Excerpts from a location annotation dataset
begin

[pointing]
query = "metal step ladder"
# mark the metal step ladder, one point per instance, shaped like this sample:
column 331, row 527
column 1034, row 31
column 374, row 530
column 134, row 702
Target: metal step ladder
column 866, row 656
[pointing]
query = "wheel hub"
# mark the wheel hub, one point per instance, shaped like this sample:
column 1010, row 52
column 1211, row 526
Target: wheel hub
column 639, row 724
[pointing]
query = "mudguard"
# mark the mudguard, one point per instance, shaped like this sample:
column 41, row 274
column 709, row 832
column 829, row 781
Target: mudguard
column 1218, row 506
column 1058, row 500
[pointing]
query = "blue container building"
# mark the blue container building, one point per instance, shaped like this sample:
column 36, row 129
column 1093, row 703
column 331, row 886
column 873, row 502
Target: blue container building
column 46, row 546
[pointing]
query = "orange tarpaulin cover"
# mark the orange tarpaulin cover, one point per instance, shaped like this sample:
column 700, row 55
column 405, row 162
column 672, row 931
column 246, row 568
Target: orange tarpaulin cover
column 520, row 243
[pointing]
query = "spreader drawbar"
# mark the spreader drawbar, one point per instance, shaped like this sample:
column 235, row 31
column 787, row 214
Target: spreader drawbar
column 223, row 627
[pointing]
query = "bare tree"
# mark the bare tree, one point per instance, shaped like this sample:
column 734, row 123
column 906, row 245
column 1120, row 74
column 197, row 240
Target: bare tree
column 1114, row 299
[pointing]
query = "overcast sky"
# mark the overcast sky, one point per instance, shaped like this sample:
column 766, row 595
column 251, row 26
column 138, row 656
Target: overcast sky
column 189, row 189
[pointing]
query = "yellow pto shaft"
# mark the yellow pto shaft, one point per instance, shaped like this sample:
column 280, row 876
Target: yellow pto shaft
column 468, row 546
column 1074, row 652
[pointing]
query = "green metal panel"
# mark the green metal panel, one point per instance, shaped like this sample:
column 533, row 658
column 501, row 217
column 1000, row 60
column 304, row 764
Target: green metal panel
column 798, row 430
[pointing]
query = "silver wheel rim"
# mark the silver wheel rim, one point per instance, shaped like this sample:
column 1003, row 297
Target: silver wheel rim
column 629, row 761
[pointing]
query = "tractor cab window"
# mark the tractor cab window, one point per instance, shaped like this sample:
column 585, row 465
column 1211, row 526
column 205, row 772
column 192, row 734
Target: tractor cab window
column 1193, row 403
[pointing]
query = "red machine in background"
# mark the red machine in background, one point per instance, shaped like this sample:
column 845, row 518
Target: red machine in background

end

Set problem
Present the lines above as a numbered list, leaving out any blank lines.

Full solution
1. [pointing]
2. query = "metal step ladder"
3. # mark the metal step ladder, one point per instance, shaped like this sample:
4. column 331, row 527
5. column 1034, row 31
6. column 374, row 530
7. column 134, row 702
8. Target: metal step ladder
9. column 866, row 656
10. [pointing]
11. query = "wheel hub"
12. # mark the wheel hub, one point per instance, shaped like this sample:
13. column 1010, row 52
14. column 1211, row 526
15. Target: wheel hub
16. column 639, row 724
17. [pointing]
18. query = "mudguard"
19. # mark the mudguard, one point per instance, shaped like this sample:
20. column 41, row 274
21. column 709, row 832
22. column 829, row 781
23. Target: mudguard
24. column 1218, row 506
25. column 1058, row 500
26. [pointing]
27. query = "blue container building"
28. # mark the blue container building, one point per instance, shaped like this sample:
29. column 36, row 129
30. column 1093, row 703
31. column 331, row 886
32. column 873, row 502
33. Target: blue container building
34. column 46, row 546
35. [pointing]
36. query = "orange tarpaulin cover"
37. # mark the orange tarpaulin cover, one point per instance, shaped like this sample:
38. column 700, row 55
39. column 405, row 162
40. column 672, row 931
41. column 246, row 568
42. Target: orange tarpaulin cover
43. column 520, row 243
44. [pointing]
45. query = "spreader drawbar"
46. # mark the spreader drawbar, one point per instance, shaped like this sample:
47. column 235, row 31
48. column 787, row 214
49. Target: spreader drawbar
50. column 223, row 627
51. [pointing]
52. query = "bare tree"
53. # mark the bare tree, one point per instance, shaped like this sample:
54. column 734, row 123
55. column 906, row 245
56. column 1120, row 74
57. column 197, row 240
58. Target: bare tree
59. column 1114, row 299
60. [pointing]
61. query = "overcast sky"
62. # mark the overcast sky, one point per instance, shaped like this sample:
63. column 766, row 595
64. column 251, row 26
65. column 138, row 656
66. Target: overcast sky
67. column 189, row 189
68. [pointing]
69. query = "yellow pto shaft"
70. # mark the yellow pto shaft, one point per instance, shaped like this sample:
71. column 280, row 876
72. Target: yellow pto shaft
73. column 468, row 546
74. column 1074, row 652
75. [pointing]
76. query = "green metal panel"
77. # mark the green metal panel, one point per instance, shaped like this sample:
78. column 533, row 658
79. column 501, row 217
80. column 1000, row 60
81. column 304, row 764
82. Target: green metal panel
83. column 798, row 430
84. [pointing]
85. query = "silver wheel rim"
86. # mark the silver wheel rim, one point per instance, shaped like this sample:
87. column 1003, row 297
88. Target: silver wheel rim
89. column 629, row 761
90. [pointing]
91. query = "tractor cab window"
92. # mark the tractor cab window, one point per instance, shaped like this sample:
93. column 585, row 465
94. column 1211, row 526
95. column 205, row 772
96. column 192, row 734
97. Target: tractor cab window
98. column 1193, row 403
99. [pointing]
100. query = "red machine in background"
101. # mark the red machine in background, one point per instance, shaped like this sample:
102. column 845, row 518
103. Target: red machine in background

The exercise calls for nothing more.